Aufgabenziel:
Benenne in den Zeilen von der Zeile mit „Put a point on every instance of the green“ bis zur Zeile mit „<point>402,115</point>“ das Wort „hedge“ in „shrub“ um und gib nur diese Zeilen sonst unverändert wieder.

Gegebene Zeilen:
++++++
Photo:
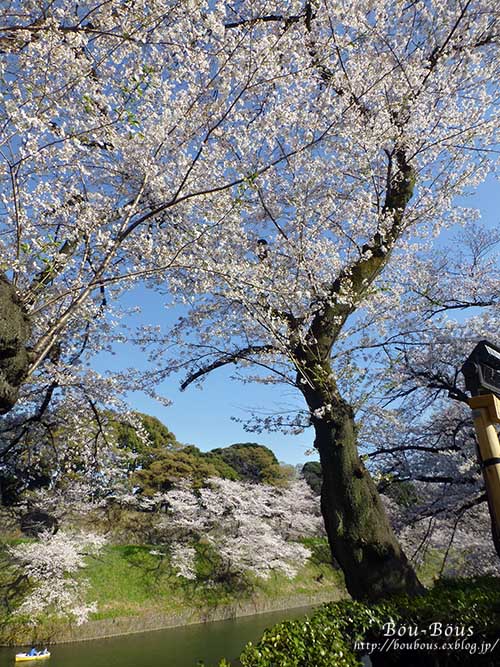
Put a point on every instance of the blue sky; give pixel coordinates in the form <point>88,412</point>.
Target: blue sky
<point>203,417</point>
++++++
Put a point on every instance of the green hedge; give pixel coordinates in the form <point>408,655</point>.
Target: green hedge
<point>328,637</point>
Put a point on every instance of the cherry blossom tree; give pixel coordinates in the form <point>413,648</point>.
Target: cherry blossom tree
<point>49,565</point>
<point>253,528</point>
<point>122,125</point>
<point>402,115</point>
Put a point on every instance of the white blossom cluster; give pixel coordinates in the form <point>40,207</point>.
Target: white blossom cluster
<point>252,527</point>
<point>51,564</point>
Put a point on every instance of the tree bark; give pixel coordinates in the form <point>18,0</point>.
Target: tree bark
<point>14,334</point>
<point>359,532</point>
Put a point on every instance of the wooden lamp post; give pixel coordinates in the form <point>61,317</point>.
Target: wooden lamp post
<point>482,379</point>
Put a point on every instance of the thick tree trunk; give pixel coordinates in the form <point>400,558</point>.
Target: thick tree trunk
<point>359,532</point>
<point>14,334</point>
++++++
Richtige Antwort:
Put a point on every instance of the green shrub; give pixel coordinates in the form <point>408,655</point>.
Target: green shrub
<point>328,637</point>
Put a point on every instance of the cherry blossom tree; give pixel coordinates in the form <point>413,648</point>.
Target: cherry blossom tree
<point>49,565</point>
<point>253,528</point>
<point>122,125</point>
<point>402,115</point>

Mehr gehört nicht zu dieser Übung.